Ausgewählter Text
((
Zur "Golden Week" reisen auch dieses Jahr wieder Millionen Chinesen ins Ausland. Besonders in der Mittelschicht wächst die Reiselust. Das gibt China eine politische Trumpfkarte in die Hand, meint Frank Sieren.

Chinesische Touristinnen in Frankreich
Bild: AFP/Getty Images/B. Horvat

Auf den ersten Blick wirkten die verwackelten Aufnahmen einer auf dem Bordstein barmenden und klagenden Familie, als stammten sie aus einem Krisengebiet. Dabei entstanden die Bilder vor einem Hostel in der schwedischen Hauptstadt Stockholm. Anfang September wollte dort ein junger Mann aus China nachts mit seinen betagten Eltern einchecken. Leider gut einen halben Tag früher als gebucht. Als sie nicht freiwillig wieder gehen wollten wurden die Besucher kurzerhand auf die Straße verfrachtet und später von der Polizei an einer U-Bahn-Station in Bahnhofsnähe ausgesetzt. Besagtes Video des Vorfalls ließ nicht nur in den sozialen Medien Chinas einmal mehr die Diskussion über den schlechten Ruf chinesischer Touristen hochkochen. Man begegne ihnen im Ausland nicht mit genügend Respekt, beklagten die einen. Außerhalb der eigenen Landesgrenzen benehmen sie sich einfach unverschämt, die anderen.
))
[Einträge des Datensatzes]
((
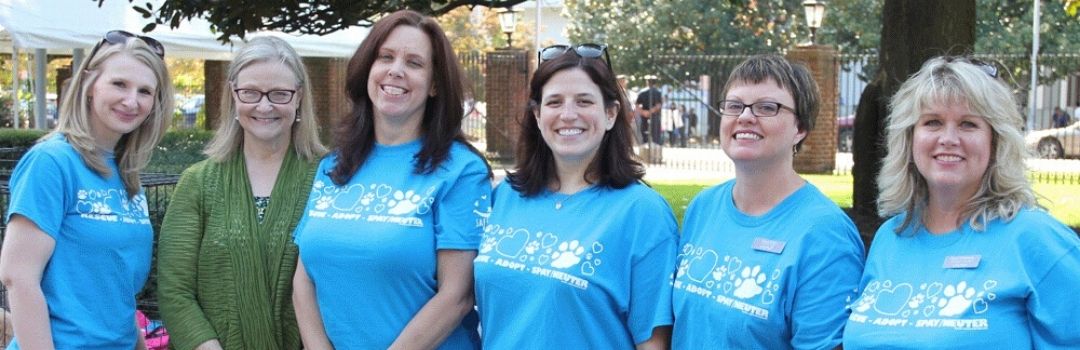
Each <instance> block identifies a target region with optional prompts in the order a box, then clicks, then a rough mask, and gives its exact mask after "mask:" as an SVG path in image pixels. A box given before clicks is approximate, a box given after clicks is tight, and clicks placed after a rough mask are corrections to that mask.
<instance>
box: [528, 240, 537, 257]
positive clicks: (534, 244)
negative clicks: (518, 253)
mask: <svg viewBox="0 0 1080 350" xmlns="http://www.w3.org/2000/svg"><path fill="white" fill-rule="evenodd" d="M539 250H540V241H536V240H534V241H529V243H528V244H525V254H528V255H532V253H536V252H537V251H539Z"/></svg>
))
Ihre Aufgaben
1) Geben Sie aus dem Text über chinesische Touristen den Abschnitt wortgetreu wieder, der mit "Auf den ersten" beginnt und sich bis "unverschämt, die anderen." erstreckt.
2) Beantworten Sie anhand des Textes über chinesische Touristen diese Fragen:
(a) In welcher Bevölkerungsschicht wächst die Reiselust besonders?
(b) In welcher Stadt stand das Hostel, vor dem die Aufnahmen entstanden?
(c) Wo setzte die Polizei die Besucher aus?

Gelöste Aufgaben
1)
Auf den ersten Blick wirkten die verwackelten Aufnahmen einer auf dem Bordstein barmenden und klagenden Familie, als stammten sie aus einem Krisengebiet. Dabei entstanden die Bilder vor einem Hostel in der schwedischen Hauptstadt Stockholm. Anfang September wollte dort ein junger Mann aus China nachts mit seinen betagten Eltern einchecken. Leider gut einen halben Tag früher als gebucht. Als sie nicht freiwillig wieder gehen wollten wurden die Besucher kurzerhand auf die Straße verfrachtet und später von der Polizei an einer U-Bahn-Station in Bahnhofsnähe ausgesetzt. Besagtes Video des Vorfalls ließ nicht nur in den sozialen Medien Chinas einmal mehr die Diskussion über den schlechten Ruf chinesischer Touristen hochkochen. Man begegne ihnen im Ausland nicht mit genügend Respekt, beklagten die einen. Außerhalb der eigenen Landesgrenzen benehmen sie sich einfach unverschämt, die anderen.

2)
(a) Die Reiselust wächst besonders in der Mittelschicht.
(b) Das Hostel stand in Stockholm, der schwedischen Hauptstadt.
(c) Die Polizei setzte die Besucher an einer U-Bahn-Station in Bahnhofsnähe aus.